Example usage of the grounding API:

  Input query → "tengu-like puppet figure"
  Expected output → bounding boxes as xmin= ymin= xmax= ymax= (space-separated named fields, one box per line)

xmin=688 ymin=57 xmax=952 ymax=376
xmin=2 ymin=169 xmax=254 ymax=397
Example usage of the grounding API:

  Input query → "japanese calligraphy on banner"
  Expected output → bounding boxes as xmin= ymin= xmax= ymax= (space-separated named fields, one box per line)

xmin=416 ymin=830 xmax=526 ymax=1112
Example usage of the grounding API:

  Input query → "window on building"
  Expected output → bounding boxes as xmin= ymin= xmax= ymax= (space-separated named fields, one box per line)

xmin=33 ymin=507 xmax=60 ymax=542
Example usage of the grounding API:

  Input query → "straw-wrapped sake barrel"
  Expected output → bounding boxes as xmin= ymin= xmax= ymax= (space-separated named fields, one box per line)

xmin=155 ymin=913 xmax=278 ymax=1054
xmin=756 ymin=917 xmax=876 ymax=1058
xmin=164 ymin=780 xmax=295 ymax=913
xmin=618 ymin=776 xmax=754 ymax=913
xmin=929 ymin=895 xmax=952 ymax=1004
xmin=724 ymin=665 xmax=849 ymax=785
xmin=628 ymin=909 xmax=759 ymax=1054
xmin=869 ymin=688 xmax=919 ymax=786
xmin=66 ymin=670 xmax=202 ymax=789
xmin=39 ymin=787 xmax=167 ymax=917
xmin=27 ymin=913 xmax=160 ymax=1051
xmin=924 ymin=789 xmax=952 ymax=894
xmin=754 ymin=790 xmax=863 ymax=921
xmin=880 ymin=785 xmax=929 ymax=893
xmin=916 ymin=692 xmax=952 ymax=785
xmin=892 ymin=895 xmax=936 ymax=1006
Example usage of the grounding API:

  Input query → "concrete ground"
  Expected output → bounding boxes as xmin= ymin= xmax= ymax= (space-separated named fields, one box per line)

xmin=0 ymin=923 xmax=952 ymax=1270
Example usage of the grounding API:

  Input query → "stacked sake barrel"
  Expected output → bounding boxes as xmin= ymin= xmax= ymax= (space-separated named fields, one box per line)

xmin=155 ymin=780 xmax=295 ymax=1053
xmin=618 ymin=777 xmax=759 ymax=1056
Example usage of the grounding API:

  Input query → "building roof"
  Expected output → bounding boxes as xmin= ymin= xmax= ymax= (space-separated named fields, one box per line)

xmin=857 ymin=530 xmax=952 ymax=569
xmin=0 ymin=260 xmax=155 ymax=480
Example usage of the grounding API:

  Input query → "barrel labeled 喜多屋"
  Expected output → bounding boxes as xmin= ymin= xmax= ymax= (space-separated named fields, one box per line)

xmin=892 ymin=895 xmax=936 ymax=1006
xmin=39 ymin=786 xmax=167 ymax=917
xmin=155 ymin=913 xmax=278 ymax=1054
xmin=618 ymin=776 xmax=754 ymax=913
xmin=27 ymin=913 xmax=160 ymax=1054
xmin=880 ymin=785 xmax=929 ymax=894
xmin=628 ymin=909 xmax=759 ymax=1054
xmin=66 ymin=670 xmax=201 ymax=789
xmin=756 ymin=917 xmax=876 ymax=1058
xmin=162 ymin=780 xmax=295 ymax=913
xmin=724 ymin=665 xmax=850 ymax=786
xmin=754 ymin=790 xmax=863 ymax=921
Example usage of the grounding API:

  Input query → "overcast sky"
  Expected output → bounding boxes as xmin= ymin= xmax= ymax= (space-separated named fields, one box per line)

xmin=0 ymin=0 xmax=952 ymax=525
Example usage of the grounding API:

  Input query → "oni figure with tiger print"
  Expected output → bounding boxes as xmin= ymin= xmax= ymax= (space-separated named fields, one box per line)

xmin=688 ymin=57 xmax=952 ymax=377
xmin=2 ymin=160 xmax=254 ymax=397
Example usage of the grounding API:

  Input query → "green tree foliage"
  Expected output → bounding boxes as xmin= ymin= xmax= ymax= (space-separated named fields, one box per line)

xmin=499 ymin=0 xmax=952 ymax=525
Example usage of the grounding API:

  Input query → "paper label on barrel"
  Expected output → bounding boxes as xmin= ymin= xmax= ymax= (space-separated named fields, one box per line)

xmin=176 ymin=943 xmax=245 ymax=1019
════════
Set problem: Starting at the beginning of the records and ending with the line that contains "xmin=33 ymin=507 xmax=60 ymax=542", reproduce every line, requests included, but scale each bounding-box coordinate by 1.35 and round it to a whole number, with halves rounding up. Leave everything else unchanged.

Exercise solution:
Example usage of the grounding API:

  Input query → "tengu-like puppet figure"
  Expected output → bounding boxes as xmin= ymin= xmax= ymax= (space-separated named fields, one box per line)

xmin=929 ymin=77 xmax=1285 ymax=508
xmin=3 ymin=228 xmax=343 ymax=536
Example usage of the grounding API:

  Input query → "japanese calligraphy on banner"
  Expected output → bounding boxes as xmin= ymin= xmax= ymax= (space-separated named fields, one box per line)

xmin=562 ymin=1121 xmax=710 ymax=1501
Example usage of the grounding API:

  Input query → "window on building"
  Expected output → bounding boxes as xmin= ymin= xmax= ymax= (space-separated named fields, one box per line)

xmin=45 ymin=684 xmax=81 ymax=732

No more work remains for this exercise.